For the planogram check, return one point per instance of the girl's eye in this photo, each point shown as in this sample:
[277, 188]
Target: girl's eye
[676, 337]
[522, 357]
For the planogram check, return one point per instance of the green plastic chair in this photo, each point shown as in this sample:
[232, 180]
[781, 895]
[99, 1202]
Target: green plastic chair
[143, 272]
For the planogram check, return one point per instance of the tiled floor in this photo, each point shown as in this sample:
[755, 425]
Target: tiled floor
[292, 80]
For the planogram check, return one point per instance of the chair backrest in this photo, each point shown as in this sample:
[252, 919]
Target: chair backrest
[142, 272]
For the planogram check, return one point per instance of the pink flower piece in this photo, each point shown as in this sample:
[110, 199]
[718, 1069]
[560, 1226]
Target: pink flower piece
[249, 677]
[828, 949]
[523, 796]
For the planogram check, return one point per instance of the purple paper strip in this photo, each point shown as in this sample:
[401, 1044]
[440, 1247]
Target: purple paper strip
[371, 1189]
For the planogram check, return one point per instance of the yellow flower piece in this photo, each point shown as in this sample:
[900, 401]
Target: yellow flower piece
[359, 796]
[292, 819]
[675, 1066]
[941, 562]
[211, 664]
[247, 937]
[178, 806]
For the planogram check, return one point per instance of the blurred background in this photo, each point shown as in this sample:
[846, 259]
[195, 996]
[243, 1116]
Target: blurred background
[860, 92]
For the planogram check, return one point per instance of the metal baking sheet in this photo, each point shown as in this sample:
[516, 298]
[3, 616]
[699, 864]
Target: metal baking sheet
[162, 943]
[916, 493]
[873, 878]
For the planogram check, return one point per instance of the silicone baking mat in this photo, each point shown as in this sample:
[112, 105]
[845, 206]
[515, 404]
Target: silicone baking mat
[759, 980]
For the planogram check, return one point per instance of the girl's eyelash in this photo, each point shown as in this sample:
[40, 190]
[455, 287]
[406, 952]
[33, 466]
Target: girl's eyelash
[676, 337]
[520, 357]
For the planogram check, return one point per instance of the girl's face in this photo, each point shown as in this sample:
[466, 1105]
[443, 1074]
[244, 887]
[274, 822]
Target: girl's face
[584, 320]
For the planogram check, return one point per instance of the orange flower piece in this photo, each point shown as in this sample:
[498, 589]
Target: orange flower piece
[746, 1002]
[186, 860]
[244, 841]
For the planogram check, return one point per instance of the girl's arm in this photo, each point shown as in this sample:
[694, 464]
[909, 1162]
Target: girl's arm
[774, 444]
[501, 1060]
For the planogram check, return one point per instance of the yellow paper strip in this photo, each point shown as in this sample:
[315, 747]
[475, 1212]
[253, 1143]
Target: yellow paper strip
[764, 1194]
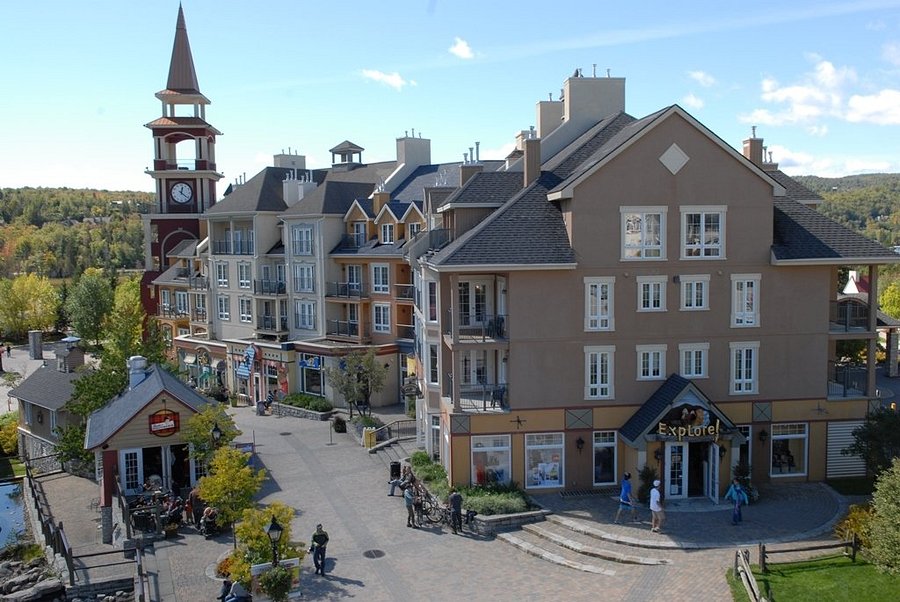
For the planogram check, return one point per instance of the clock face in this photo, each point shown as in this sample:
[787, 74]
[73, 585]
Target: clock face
[181, 193]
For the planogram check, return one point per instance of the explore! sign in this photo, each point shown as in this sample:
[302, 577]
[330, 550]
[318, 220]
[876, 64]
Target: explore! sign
[163, 423]
[690, 431]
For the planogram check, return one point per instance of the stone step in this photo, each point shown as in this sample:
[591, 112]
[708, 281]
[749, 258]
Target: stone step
[586, 545]
[546, 550]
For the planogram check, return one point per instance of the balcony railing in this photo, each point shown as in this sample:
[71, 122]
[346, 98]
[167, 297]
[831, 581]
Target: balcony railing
[848, 314]
[229, 247]
[272, 323]
[348, 290]
[269, 287]
[344, 328]
[847, 380]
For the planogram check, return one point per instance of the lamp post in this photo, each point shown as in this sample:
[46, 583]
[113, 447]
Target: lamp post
[274, 531]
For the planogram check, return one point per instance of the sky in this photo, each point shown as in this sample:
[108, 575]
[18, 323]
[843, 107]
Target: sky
[820, 79]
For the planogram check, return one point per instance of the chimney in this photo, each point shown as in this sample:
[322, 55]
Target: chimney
[137, 370]
[532, 160]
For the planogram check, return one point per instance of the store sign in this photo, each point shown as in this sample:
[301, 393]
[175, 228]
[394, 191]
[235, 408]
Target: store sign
[689, 431]
[163, 423]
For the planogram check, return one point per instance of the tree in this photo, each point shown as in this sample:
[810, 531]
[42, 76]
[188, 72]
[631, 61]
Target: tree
[877, 440]
[88, 304]
[884, 528]
[358, 377]
[231, 483]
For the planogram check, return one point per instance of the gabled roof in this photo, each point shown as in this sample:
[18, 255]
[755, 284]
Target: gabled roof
[262, 192]
[48, 387]
[804, 236]
[108, 420]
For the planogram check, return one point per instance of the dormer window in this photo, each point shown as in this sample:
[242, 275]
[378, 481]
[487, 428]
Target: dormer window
[387, 234]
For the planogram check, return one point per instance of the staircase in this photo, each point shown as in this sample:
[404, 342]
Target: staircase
[583, 546]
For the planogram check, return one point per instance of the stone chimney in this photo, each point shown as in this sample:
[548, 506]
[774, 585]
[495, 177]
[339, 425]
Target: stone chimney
[137, 370]
[532, 160]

====

*SET EXERCISE*: Reproduce the material word for word, minus the images.

*TASK RESPONSE*:
For the planogram check, return one point per instance of the girl's eye in this photo, each point shown as in this sample:
[277, 188]
Target: girl's eye
[676, 337]
[522, 357]
For the planogram check, return one point per instance of the green plastic chair in this photo, each point shown as in this sample:
[232, 180]
[781, 895]
[99, 1202]
Target: green plastic chair
[143, 272]
For the planogram check, return one point per instance of the tiled floor in this photo, each point shown as in this sample:
[755, 425]
Target: tiled floor
[292, 80]
For the planogram check, return one point per instance of the chair backrest in this photo, each point shown as in this sample:
[252, 919]
Target: chair backrest
[142, 272]
For the planogram check, return one point per instance of the pink flower piece in this photo, each point shown as in this sample:
[110, 199]
[718, 1069]
[560, 1226]
Target: pink flower piece
[249, 677]
[828, 949]
[523, 796]
For the planogram check, return one point per instance of the purple paper strip in this photo, each point shown as in this sample:
[401, 1044]
[440, 1247]
Target: purple paper strip
[371, 1189]
For the planogram check, return one point per instance of the yellow flower piece in this photo, each point shown as in this sample:
[900, 401]
Target: yellow flower piece
[359, 796]
[292, 819]
[675, 1066]
[941, 562]
[211, 664]
[247, 937]
[178, 806]
For the planogram check, return one point per instance of the blurred background in this photo, each point shown as in this sample:
[846, 259]
[195, 996]
[243, 1116]
Target: blurred background
[860, 92]
For the planogram check, return one point per instance of the metal baking sheet in this photo, each point shown as in this sample:
[516, 298]
[3, 616]
[699, 864]
Target: metal baking sheet
[162, 943]
[916, 493]
[873, 878]
For the planogram check, return one point per instance of the silicone baking mat in this photo, each point shown as in this sample:
[112, 105]
[845, 206]
[515, 404]
Target: silicone baking mat
[759, 980]
For the planogram check, return one point per instance of the girl's eyelash in this photo, each point shown as in this sample:
[40, 190]
[455, 287]
[406, 952]
[33, 466]
Target: girl's eyelash
[676, 337]
[520, 357]
For the planogram check, return one point per instance of the girl's face in this photo, each point shown as in this sample:
[466, 1105]
[443, 1074]
[244, 887]
[274, 822]
Target: girl's face
[584, 320]
For the planogram check, return one point per instance of the orange flower piece in this photo, each point shown as in this sample:
[498, 589]
Target: orange flower piece
[746, 1002]
[186, 860]
[244, 841]
For the planogram check, return one point per instance of the girl's arm in this photo, each point shown as in this sample:
[694, 464]
[909, 1162]
Target: girl's arm
[774, 444]
[501, 1060]
For the planogram check, return one point per instance of the yellow paper strip in this photo, each point shown as in this sample:
[315, 747]
[475, 1212]
[253, 1143]
Target: yellow paper strip
[764, 1194]
For the planogram check, return one point per instance of the clock face in this photo, each point shown as in this sample:
[787, 74]
[73, 585]
Target: clock face
[181, 193]
For the planogram check, return one point per instance of the explore! sign in this photo, each point shown as in this sample:
[302, 577]
[330, 550]
[318, 220]
[876, 64]
Target: explore! sign
[163, 423]
[690, 431]
For the planogram check, return one point per instance of the stone step in this photo, each point shown as in this sample:
[591, 112]
[708, 281]
[749, 258]
Target: stone step
[586, 545]
[546, 550]
For the planogram check, return one point per instance of the balcony railing in this photo, each point shown as in this sample:
[71, 122]
[346, 98]
[167, 297]
[831, 581]
Target: balcony railing
[848, 314]
[229, 247]
[272, 323]
[348, 290]
[269, 287]
[344, 328]
[847, 380]
For the planogram check, return one point per instance of the lamp post in this photo, each point shown as in this sample:
[46, 583]
[113, 447]
Target: lamp post
[274, 531]
For the planogram check, return one point per instance of the sky in this photo, each point shown as in this sample:
[108, 575]
[18, 323]
[843, 107]
Target: sky
[820, 79]
For the planogram check, return one point per instance of the chimney in this photo, each point shown as in this sample:
[322, 55]
Target: chimney
[137, 370]
[532, 160]
For the planogram check, return one point per instance of the store sign in this photo, each point shown as in this sample:
[301, 393]
[175, 228]
[394, 191]
[235, 408]
Target: store sign
[689, 431]
[163, 423]
For the planogram check, return one point per instance of the tree in this photo, each point shown as in this sample:
[810, 531]
[42, 76]
[188, 72]
[631, 61]
Target: tree
[877, 440]
[88, 304]
[884, 528]
[358, 377]
[231, 483]
For the planogram check, return one point per instance of the gabled roof in this photo, each point shown as in this sample:
[18, 255]
[755, 284]
Target: gabled roof
[262, 192]
[48, 387]
[804, 236]
[108, 420]
For the planogram check, return one point per instance of the dormer window in this photo, each point shown as in this sample:
[242, 275]
[378, 481]
[487, 428]
Target: dormer window
[387, 234]
For the planogram check, return one point per instance of the staircase in this photo, each point shown as in this sample:
[404, 342]
Target: staircase
[583, 546]
For the planogram check, return one point per instance of the stone chimney in this photo, each point shown as in this sample:
[548, 506]
[774, 585]
[495, 177]
[339, 425]
Target: stone chimney
[137, 370]
[532, 160]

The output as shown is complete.